EXERCISE MATERIAL.

----

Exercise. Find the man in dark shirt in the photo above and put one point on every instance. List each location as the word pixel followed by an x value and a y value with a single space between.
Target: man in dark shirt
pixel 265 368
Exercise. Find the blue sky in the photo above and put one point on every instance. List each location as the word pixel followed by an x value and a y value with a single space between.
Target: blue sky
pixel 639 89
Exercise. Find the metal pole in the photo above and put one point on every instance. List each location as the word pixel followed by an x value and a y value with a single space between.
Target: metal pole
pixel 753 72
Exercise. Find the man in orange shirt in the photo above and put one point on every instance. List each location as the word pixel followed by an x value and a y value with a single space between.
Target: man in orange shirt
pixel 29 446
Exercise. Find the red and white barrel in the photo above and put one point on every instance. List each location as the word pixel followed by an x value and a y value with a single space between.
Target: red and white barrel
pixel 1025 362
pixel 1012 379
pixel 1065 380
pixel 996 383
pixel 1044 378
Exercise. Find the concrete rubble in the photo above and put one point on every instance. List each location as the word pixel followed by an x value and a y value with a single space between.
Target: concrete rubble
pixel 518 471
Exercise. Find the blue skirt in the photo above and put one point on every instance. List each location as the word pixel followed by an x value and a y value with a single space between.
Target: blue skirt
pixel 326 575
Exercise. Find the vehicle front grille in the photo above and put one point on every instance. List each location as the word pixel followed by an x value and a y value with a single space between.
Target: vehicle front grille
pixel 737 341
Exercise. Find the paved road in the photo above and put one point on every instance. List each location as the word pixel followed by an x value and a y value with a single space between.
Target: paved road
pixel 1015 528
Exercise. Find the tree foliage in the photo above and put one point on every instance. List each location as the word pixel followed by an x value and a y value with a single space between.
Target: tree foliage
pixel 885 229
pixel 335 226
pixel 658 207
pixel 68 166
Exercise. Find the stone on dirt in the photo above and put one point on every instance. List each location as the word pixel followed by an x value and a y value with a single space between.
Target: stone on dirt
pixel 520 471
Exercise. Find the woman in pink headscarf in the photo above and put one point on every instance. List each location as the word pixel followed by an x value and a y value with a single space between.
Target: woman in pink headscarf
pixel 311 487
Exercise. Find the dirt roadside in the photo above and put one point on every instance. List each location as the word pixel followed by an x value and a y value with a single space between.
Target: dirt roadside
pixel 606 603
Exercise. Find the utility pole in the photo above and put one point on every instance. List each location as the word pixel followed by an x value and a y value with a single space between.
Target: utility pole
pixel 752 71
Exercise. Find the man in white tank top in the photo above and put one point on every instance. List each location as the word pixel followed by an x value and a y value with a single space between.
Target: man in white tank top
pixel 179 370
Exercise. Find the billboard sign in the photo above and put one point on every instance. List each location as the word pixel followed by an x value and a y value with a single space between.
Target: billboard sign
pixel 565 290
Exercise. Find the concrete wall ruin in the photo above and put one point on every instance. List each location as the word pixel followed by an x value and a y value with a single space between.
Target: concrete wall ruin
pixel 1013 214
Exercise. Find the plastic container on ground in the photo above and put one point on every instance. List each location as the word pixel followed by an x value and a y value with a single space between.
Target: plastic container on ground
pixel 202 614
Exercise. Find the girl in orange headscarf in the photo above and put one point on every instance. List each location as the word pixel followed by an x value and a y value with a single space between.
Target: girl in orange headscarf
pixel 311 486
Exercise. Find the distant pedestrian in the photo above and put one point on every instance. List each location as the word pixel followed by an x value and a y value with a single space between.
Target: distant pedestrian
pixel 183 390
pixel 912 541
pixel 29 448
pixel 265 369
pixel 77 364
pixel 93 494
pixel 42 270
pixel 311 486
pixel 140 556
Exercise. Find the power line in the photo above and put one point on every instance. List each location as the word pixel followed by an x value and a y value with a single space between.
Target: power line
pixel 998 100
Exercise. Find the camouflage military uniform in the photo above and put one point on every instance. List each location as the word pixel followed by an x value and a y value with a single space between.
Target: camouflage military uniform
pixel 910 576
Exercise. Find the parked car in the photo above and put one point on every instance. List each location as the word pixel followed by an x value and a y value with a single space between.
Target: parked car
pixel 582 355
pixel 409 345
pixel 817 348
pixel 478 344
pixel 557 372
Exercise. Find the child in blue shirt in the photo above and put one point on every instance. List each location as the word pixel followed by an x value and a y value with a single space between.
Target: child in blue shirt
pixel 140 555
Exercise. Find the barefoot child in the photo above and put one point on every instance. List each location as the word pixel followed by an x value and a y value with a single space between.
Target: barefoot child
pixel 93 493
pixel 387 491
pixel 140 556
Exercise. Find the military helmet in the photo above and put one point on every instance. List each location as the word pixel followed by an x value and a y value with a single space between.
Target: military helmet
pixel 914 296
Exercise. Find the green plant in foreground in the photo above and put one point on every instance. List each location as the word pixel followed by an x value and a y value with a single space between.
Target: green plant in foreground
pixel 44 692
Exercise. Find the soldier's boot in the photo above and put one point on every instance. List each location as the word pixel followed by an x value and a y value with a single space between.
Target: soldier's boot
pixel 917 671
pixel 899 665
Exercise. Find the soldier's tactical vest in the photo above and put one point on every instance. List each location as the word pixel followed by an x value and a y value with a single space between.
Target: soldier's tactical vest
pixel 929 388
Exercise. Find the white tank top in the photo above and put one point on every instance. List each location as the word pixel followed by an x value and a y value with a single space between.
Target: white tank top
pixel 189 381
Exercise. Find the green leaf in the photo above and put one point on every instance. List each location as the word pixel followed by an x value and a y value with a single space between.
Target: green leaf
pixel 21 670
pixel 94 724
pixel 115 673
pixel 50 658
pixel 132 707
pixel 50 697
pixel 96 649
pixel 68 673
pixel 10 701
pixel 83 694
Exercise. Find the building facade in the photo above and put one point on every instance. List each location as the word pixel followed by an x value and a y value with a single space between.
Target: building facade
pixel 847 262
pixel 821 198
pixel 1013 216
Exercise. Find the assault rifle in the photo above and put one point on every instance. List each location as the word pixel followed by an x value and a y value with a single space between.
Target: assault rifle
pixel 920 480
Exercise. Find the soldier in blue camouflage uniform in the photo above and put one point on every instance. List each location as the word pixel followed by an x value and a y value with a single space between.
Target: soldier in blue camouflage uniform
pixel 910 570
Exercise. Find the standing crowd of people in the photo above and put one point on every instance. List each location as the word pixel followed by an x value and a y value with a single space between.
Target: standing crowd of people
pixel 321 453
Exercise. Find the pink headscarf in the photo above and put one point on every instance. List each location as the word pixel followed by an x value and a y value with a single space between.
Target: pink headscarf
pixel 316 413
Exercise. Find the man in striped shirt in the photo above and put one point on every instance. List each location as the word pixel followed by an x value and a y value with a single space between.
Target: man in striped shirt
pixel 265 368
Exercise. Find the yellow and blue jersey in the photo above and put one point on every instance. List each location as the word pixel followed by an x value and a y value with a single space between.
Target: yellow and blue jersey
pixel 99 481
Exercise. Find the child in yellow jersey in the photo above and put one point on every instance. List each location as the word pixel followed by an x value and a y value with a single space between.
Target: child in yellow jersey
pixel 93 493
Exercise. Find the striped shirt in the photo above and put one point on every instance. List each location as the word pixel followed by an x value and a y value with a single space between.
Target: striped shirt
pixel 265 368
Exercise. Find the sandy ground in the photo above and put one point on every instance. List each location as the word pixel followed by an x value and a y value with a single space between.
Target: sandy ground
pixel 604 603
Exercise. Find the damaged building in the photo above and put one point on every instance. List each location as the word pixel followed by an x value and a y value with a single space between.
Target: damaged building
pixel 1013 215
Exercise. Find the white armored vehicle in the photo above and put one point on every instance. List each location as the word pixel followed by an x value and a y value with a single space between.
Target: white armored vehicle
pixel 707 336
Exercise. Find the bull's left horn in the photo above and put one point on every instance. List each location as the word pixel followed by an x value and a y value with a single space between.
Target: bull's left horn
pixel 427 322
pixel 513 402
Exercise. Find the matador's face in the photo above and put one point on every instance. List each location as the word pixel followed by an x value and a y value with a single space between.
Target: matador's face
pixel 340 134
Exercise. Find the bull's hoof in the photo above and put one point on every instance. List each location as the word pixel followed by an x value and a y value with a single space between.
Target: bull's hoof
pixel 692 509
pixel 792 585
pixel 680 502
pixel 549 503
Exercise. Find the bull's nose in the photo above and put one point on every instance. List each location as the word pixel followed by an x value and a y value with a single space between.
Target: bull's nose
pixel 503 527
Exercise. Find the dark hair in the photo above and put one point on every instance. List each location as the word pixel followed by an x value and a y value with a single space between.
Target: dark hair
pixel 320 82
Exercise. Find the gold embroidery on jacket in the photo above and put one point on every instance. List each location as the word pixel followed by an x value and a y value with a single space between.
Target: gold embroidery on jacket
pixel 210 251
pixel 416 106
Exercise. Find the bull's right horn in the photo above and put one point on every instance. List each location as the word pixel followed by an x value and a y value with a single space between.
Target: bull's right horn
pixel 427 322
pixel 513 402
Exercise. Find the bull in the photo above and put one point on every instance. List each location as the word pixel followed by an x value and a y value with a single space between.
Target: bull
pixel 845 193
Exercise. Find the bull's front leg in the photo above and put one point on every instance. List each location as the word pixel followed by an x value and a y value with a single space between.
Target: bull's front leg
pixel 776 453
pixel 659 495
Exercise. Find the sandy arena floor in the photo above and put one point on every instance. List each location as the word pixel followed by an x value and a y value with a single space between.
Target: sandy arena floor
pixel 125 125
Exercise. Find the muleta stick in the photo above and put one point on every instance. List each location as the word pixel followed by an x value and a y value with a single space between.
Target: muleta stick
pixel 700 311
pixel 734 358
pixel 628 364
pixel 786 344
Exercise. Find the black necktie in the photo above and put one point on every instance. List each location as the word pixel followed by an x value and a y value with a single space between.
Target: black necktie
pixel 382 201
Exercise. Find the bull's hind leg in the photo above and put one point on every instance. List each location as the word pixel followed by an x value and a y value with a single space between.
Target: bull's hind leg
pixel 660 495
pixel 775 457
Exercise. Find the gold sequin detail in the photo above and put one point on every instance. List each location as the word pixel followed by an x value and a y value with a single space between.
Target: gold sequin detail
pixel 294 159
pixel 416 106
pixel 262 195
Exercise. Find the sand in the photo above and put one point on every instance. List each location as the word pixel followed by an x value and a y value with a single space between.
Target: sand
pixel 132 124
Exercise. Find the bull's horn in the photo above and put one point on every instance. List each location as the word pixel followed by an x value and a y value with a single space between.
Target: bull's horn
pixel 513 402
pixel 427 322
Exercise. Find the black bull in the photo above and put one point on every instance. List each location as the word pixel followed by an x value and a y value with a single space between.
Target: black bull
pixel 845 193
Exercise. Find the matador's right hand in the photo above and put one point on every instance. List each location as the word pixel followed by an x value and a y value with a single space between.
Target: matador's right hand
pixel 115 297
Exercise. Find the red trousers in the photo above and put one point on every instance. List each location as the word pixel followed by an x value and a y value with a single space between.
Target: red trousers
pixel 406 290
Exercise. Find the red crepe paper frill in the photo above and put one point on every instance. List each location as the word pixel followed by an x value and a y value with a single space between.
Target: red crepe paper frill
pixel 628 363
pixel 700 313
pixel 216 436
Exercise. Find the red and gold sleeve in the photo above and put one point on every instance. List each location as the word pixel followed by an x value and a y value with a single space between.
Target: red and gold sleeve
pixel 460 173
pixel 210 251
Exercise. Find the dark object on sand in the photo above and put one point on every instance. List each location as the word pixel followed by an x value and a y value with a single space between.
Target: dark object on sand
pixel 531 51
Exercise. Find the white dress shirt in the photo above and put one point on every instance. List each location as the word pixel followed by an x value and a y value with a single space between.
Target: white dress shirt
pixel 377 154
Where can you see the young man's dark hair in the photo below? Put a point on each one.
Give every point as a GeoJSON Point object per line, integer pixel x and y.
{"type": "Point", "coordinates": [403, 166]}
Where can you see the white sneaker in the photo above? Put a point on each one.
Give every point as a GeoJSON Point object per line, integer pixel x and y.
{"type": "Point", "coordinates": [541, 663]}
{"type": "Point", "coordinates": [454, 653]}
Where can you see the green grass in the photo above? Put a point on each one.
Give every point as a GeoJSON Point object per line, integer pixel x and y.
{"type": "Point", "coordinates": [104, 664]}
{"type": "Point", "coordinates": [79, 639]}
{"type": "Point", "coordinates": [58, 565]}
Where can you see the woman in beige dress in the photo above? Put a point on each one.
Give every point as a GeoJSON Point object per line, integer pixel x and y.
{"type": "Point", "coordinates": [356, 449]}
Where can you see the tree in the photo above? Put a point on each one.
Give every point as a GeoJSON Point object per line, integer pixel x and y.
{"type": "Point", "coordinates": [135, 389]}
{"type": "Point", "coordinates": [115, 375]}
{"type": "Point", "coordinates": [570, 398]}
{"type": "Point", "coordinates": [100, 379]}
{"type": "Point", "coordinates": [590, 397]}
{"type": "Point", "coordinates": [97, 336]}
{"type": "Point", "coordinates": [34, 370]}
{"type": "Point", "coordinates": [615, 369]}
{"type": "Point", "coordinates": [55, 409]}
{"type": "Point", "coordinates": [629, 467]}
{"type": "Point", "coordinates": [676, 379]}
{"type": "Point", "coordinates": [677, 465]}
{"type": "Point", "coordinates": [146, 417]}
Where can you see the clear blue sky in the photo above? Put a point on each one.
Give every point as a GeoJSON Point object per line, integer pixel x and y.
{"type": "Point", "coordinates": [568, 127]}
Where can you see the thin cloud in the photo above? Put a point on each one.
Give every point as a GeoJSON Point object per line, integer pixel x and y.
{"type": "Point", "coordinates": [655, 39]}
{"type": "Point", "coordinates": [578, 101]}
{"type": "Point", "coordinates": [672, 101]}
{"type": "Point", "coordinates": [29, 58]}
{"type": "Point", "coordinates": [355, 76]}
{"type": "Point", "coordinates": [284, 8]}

----

REQUIRED TASK.
Reproduce the lines verbatim, everything from the line containing "Exercise. Find the bull's left" down to the line containing "pixel 340 134", with both of those lines included.

OUTPUT FOR THIS TASK.
Exercise. Find the bull's left horn in the photo above and put one point on every instance. List each location as the word pixel followed by an x value and a y value with a single space between.
Target: bull's left horn
pixel 427 322
pixel 513 402
Exercise. Find the matador's face in the photo above and put one point on every instance. List each location as the word pixel followed by an x value and a y value with a single space between.
Target: matador's face
pixel 340 134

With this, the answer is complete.